Retirement communities are supposed to be luxurious sunshiny social havens, but as anyone who’s spent time at one knows, there are plenty of inherent risks associated with living at one.
Even just on an aesthetic level, retired ladies are known to become increasingly heavy-handed with leopard print wardrobe items, and many old women with cataracts stubbornly continue to apply their own makeup and then proceed to go about their days.
Residents also have to watch out for the kind of verbal hazard of being around the type of elderly folks who still use racial slurs as common adjectives and pervy old men who, with the help of an afternoon G&T, feel perfectly comfortable making lewd comments about the figures of their daughters’ friends. And of course inhabitants aren’t immune to physical harm. Besides having to worry about the usual sicknesses associated with old age, retired people are famously bad at driving and merely walking to one’s car can feel like a death wish.
One thing that’s traditionally not a threat in retirement communities is contracting STDs, but even that is no longer the case. According to MNN:
Data collected by the Centers for Disease Control and Prevention (CDC) shows that there were 706 cases of syphilis diagnosed among U.S. adults aged 45-54 in 2000 and 179 in those aged 55-64; by 2010 the numbers had risen to 2,056 and 493, respectively.
A similar increase was seen in cases of Chlamydia. In 2010, there were 16,106 in the 45-54 age group diagnosed with the Chlamydia, versus 5,601 in 2000, and 1,110 cases in adults aged 55-64 in 2000, compared with 3,523 in 2010.

• [INFORMATION GIVEN]:

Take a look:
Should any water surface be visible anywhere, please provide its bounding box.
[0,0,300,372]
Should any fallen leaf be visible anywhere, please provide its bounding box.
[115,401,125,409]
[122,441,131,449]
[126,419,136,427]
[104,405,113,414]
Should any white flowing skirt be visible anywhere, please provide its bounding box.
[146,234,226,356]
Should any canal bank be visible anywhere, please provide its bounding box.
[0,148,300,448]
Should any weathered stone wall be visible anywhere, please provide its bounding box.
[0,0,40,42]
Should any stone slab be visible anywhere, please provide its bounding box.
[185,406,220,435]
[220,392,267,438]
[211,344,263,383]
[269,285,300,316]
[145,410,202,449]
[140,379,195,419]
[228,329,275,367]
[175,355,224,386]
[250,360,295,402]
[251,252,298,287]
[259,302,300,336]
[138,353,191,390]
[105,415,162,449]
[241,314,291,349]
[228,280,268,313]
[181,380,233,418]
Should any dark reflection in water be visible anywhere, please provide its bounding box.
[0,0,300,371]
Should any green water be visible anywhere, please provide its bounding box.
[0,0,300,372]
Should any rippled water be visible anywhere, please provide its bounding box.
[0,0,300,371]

==

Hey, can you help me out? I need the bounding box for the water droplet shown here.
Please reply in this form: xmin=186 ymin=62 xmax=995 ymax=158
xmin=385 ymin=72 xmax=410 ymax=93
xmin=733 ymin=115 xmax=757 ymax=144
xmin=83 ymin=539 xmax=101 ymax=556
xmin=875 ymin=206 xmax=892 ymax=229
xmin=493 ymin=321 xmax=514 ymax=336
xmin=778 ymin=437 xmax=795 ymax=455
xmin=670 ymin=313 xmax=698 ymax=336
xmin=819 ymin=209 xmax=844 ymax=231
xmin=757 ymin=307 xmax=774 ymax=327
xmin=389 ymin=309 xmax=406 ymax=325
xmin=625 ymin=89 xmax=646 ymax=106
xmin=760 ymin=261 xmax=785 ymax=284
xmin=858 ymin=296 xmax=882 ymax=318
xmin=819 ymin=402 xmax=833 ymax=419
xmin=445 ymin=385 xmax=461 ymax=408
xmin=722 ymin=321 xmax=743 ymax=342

* * *

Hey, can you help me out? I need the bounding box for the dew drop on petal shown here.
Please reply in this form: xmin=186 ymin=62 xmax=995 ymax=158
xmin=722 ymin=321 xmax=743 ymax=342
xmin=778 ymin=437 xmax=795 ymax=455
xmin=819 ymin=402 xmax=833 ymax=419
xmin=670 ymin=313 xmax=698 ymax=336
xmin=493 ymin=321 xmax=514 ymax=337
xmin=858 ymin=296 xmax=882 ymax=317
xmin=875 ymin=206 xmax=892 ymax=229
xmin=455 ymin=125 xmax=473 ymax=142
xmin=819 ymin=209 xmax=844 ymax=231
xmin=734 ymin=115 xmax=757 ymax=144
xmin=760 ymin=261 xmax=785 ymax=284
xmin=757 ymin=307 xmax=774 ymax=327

• [REQUIRED ACTION A]: In the text on retirement communities, how many cases of syphilis were diagnosed among U.S. adults aged 45-54 in 2000?
• [REQUIRED ACTION B]: Continue the text on retirement communities from where it stops.

• [ANSWER BOX A]: 706

• [ANSWER BOX B]:
Granted, 45-54 is hardly “senior,” but increasingly, statistics show that people remain sexually active well into their later years. NBC affiliate WNDU reported two years ago that one in four over 75 are sexually active at least once a week, and that more men who take erectile dysfunction medications are contracting STD’s.
So should communities start placing large bowls of free condoms in the lobbies of 65-and-up condo buildings the way they do at the student centers at colleges?
Those who make it to senior citizen age have invariably been through a lot, and those who have the funds to join nice retirement communities are surrounded by peers with nothing to do except socialize, eat what they like (within reason) and day drink for the first time since college. It’s widely agreed upon that they’ve earned the right to this extended late-life vacation. Maybe they also feel they’ve earned the right to not wear condoms. And who can blame them?